» **Description of the task**
Repeat the entire listing exactly as written.

_ _ _ _ _

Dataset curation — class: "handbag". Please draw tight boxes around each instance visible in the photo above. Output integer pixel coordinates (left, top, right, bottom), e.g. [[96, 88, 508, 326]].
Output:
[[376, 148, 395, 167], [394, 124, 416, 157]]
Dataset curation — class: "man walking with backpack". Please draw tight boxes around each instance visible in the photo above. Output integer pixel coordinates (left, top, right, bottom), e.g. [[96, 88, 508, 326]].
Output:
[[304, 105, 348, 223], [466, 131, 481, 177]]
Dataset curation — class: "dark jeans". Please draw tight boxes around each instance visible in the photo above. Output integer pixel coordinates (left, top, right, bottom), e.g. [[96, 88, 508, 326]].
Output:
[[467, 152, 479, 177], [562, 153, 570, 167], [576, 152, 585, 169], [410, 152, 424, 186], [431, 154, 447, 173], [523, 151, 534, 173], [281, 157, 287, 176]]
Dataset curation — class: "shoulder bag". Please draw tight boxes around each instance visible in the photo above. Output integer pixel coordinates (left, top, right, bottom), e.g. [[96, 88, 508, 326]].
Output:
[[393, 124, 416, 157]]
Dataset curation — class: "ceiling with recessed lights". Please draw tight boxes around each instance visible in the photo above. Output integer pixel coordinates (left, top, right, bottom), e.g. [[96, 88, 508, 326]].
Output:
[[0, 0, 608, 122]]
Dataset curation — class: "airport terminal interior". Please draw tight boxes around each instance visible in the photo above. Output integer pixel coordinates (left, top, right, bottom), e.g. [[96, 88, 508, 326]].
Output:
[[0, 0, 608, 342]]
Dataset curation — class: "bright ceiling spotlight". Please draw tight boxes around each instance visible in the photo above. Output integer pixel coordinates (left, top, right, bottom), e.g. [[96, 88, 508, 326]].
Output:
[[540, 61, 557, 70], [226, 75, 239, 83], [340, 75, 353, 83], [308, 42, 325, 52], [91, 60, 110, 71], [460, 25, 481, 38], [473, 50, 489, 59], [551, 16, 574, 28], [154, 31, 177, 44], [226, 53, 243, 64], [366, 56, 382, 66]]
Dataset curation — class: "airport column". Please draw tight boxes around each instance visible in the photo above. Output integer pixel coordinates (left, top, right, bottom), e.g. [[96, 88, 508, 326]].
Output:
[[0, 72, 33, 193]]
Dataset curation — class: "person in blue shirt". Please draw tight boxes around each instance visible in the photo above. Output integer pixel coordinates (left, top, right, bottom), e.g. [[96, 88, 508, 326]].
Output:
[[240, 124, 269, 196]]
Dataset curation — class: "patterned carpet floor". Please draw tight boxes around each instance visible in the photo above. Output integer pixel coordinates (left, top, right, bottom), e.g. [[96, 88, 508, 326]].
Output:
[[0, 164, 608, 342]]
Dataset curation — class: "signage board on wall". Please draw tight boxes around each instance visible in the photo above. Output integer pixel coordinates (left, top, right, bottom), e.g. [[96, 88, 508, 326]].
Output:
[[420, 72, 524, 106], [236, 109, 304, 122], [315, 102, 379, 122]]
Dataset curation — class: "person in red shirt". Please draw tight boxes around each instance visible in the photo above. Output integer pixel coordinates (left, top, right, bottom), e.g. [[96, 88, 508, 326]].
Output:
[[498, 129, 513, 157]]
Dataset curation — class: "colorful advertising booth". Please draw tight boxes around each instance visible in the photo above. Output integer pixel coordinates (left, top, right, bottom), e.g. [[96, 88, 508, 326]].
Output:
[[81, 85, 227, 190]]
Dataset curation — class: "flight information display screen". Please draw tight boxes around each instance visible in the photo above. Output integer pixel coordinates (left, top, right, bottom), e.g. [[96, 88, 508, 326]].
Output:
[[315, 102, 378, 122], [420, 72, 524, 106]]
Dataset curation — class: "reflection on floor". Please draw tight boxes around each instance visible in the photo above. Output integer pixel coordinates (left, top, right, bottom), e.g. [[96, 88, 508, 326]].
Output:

_ _ _ _ _

» **Answer in full**
Dataset curation — class: "handbag". Please draw tight boxes around each instance visible in the photo above. Output integer pixel coordinates (left, top, right, bottom), e.g. [[96, 88, 508, 326]].
Output:
[[376, 148, 395, 167], [394, 124, 416, 157]]
Dataset curation — class: "man walking with backpack". Please draw tight boxes around each instance visible in the photo above. Output integer pixel coordinates (left, top, right, bottom), e.g. [[96, 88, 508, 326]].
Output:
[[304, 105, 348, 223], [466, 131, 481, 177]]
Dataset curation — class: "dark jeans". Please draw tight boxes around each instance visible in the photo above. Output integer pixel coordinates (left, top, right, bottom), e.g. [[96, 88, 508, 326]].
Output:
[[467, 152, 479, 177], [562, 153, 570, 167], [576, 152, 585, 169], [410, 152, 424, 186], [431, 154, 447, 173], [523, 151, 534, 173], [281, 157, 287, 176]]
Dataset curation — class: "shoulder bag". Please draw tight boxes around each instance visible in the photo above. Output integer pixel coordinates (left, top, right, bottom), e.g. [[96, 88, 508, 326]].
Output:
[[393, 124, 416, 157]]
Dataset curation — class: "ceiling with recessed lights". Please draw tight boxes around each instance visible in the photo above. Output integer pixel coordinates (left, top, right, bottom), e.g. [[96, 88, 508, 326]].
Output:
[[0, 0, 608, 122]]
Dataset curation — class: "airport terminal interior". Please draw tight boxes around each instance visible in the photo above. Output integer pixel coordinates (left, top, right, bottom), e.g. [[96, 88, 508, 326]].
Output:
[[0, 0, 608, 342]]
Dataset curation — class: "bright ceiling spotlight". Please draw tight boxes around each instance visible in the photo above. Output integer pixel coordinates (left, top, right, bottom), e.g. [[96, 88, 508, 326]].
Output:
[[540, 61, 557, 70], [226, 75, 239, 83], [340, 75, 353, 83], [308, 42, 325, 52], [91, 60, 110, 71], [460, 25, 481, 38], [473, 50, 489, 59], [551, 16, 574, 28], [154, 31, 177, 44], [226, 53, 243, 64], [366, 56, 382, 66]]
Dataset curation — class: "airport column". Please draw tight boxes around each instance visible in the photo above. Output integer pixel coordinates (left, top, right, bottom), e.g. [[96, 88, 508, 326]].
Output:
[[0, 72, 33, 193]]
Dataset curation — class: "person in blue shirt". Please draw tight boxes around each instance visible in the photo above. Output integer pixel coordinates (left, top, right, bottom), e.g. [[96, 88, 508, 326]].
Output:
[[240, 124, 269, 196]]
Dataset curation — class: "patterned carpet floor". Please draw tight boxes around each instance visible in the photo above. Output integer pixel coordinates (left, top, right, bottom), e.g. [[96, 88, 508, 326]].
Output:
[[0, 164, 608, 342]]
Dataset curation — class: "signage board on wall". Please draw tight boxes around each instance visible in the photo above. Output integer pixel coordinates (left, top, right, bottom), e.g. [[96, 88, 508, 326]].
Output:
[[420, 72, 524, 106], [236, 109, 304, 122], [315, 102, 379, 122]]
Dataset curation — class: "person in red shirt". Please draw tight boxes around each instance visible in the photo above. Output integer pixel coordinates (left, top, right, bottom), e.g. [[96, 88, 508, 326]].
Output:
[[498, 129, 513, 157]]
Dataset curation — class: "colorful advertising booth". Please draw tight boxes around each instance visible in the photo above. Output integer pixel coordinates (left, top, right, bottom), e.g. [[96, 88, 508, 326]].
Output:
[[81, 85, 227, 190]]
Dataset curation — class: "flight information display screen". Please draw tight boxes around each instance visible in the photo above. Output integer pixel coordinates (left, top, right, bottom), e.g. [[96, 88, 508, 326]].
Output:
[[315, 102, 378, 122], [420, 72, 524, 106]]
Dataset curation — class: "reflection on floor". Please draw tight boxes around each instance visible in the photo above. Output integer pixel coordinates (left, top, right, bottom), e.g. [[96, 88, 508, 326]].
Output:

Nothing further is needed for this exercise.